_About this task:_ Reproduce the listing below verbatim, from its start through the line holding "positive clicks: (8, 39)", inclusive. Leave the pictures out of your answer.

_Available records:_
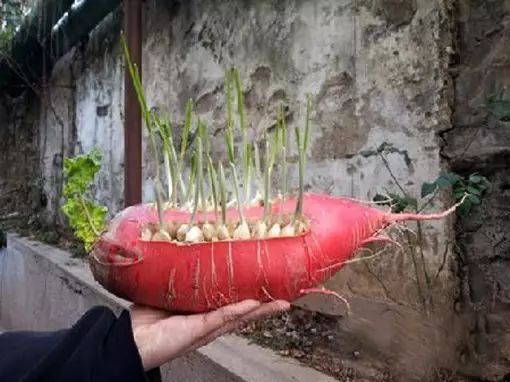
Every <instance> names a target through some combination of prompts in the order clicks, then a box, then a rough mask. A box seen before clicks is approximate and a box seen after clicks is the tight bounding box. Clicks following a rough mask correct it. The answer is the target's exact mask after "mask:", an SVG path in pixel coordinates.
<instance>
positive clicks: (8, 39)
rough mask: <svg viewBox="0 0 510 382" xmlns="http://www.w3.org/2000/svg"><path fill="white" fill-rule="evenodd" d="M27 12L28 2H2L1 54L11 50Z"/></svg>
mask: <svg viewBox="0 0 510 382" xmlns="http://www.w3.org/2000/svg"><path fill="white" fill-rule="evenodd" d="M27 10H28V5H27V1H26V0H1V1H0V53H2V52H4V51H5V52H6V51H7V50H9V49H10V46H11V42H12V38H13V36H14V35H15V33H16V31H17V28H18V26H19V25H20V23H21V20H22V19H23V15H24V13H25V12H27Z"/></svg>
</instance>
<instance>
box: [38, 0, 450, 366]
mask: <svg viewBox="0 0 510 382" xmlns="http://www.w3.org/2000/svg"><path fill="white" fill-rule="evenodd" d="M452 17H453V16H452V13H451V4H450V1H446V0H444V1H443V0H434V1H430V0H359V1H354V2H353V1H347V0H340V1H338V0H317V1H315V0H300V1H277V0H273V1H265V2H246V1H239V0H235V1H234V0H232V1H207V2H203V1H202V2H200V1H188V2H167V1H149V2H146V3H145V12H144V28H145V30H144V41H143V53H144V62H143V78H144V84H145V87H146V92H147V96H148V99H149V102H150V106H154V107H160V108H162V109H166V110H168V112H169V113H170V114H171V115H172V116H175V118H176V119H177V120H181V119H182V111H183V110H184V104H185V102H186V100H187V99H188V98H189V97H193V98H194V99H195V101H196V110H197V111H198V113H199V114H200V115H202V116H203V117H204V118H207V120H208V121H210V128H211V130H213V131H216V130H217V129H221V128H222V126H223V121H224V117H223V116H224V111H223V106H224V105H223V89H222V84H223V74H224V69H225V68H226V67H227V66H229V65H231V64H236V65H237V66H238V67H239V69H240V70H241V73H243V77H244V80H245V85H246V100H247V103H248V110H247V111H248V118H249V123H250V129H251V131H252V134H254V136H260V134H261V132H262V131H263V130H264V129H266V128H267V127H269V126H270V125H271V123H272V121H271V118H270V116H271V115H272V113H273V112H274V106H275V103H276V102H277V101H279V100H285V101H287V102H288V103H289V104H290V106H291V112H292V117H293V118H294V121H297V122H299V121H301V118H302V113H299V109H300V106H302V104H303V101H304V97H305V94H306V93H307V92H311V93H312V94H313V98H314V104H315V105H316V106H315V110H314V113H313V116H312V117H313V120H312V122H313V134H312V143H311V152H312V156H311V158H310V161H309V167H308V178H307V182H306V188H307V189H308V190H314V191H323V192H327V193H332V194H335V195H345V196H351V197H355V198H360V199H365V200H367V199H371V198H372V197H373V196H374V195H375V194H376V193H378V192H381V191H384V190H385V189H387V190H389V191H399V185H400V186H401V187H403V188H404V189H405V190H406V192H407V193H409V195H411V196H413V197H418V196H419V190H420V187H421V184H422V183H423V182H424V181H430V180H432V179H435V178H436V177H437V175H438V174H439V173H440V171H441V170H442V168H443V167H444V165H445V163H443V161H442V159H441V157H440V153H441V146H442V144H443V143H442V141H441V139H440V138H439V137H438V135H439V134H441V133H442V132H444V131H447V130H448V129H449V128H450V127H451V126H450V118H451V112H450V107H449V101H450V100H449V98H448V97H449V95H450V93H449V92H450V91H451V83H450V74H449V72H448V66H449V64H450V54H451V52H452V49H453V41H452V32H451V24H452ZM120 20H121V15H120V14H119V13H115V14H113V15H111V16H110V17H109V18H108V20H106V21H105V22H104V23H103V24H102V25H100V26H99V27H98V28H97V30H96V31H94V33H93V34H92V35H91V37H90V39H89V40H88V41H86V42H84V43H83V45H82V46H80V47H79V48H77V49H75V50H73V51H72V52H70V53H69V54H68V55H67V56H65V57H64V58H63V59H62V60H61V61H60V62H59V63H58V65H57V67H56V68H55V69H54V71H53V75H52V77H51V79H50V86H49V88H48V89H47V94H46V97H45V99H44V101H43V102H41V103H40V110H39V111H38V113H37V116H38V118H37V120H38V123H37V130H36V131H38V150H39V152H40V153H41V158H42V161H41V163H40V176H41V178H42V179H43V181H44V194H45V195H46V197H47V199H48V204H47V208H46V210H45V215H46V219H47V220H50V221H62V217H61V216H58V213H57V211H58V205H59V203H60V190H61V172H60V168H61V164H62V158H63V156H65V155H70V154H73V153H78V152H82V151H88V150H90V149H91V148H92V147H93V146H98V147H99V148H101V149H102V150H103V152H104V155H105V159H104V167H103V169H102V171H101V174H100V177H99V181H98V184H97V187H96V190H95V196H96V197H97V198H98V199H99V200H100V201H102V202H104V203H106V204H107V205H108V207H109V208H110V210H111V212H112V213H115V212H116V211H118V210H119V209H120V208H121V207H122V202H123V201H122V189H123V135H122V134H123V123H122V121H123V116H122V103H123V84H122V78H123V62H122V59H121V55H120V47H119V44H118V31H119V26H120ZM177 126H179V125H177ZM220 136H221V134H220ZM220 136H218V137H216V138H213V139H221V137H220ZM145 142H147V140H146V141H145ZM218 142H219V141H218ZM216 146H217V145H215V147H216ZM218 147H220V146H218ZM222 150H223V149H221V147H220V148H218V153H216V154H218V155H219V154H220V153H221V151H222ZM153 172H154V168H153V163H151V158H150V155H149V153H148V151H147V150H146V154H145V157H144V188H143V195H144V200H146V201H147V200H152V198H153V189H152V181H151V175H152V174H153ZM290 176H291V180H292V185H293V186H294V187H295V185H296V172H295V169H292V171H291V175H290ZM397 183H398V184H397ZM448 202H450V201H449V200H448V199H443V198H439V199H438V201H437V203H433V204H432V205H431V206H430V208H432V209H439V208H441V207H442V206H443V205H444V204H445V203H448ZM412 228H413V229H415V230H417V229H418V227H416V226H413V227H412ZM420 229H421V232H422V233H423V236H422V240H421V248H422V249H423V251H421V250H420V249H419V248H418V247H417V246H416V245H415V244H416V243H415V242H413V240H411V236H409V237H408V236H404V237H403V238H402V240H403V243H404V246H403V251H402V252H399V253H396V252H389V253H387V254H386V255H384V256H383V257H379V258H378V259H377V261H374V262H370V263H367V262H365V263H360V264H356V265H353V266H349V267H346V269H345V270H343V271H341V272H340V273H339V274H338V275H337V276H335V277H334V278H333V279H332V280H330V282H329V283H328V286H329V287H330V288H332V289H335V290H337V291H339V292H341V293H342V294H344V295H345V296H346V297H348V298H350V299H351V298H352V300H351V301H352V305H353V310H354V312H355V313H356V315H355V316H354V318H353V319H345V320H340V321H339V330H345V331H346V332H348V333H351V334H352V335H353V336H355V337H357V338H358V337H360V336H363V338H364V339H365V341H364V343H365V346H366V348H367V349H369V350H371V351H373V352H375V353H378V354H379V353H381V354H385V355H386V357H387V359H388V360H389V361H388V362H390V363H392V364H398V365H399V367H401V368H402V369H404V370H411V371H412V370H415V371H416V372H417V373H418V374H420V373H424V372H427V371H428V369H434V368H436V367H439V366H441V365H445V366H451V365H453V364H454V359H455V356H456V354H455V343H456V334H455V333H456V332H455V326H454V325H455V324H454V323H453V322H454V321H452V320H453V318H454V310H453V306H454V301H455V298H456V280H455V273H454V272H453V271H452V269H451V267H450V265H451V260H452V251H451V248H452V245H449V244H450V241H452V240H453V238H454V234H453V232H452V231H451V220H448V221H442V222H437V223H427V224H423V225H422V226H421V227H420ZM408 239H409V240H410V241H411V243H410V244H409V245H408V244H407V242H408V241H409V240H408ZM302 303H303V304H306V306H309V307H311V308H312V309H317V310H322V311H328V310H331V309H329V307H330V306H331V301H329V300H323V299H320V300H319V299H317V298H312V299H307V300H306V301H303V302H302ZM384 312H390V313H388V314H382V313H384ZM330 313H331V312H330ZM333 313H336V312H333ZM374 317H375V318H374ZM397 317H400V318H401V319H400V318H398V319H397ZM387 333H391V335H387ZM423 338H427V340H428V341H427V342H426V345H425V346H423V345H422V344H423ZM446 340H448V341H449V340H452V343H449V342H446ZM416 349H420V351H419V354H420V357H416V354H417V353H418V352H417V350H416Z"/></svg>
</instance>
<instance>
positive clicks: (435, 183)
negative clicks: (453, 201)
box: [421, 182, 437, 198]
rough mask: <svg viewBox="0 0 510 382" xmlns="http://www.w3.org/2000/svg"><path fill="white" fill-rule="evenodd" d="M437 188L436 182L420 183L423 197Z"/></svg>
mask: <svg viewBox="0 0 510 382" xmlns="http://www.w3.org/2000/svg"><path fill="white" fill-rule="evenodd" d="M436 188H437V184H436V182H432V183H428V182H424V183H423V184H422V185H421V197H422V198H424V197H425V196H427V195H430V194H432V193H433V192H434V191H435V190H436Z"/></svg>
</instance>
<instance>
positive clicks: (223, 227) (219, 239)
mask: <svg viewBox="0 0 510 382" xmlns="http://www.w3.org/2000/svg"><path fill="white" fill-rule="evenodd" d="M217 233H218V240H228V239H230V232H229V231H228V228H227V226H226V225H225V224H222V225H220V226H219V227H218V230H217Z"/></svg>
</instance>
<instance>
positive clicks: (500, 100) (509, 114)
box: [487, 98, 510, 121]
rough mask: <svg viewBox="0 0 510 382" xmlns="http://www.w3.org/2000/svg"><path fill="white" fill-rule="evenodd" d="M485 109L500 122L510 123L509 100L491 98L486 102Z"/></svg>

_Result below:_
Every <instance> names a target through some combination of prompts in the order clicks, then a box, then a rough mask. A box seen before clicks is approximate and a box seen after clicks is the tight bounding box. Clicks following a rough mask correct it. The answer is the target's exact mask after "mask:", an SVG path in pixel coordinates.
<instance>
positive clicks: (8, 39)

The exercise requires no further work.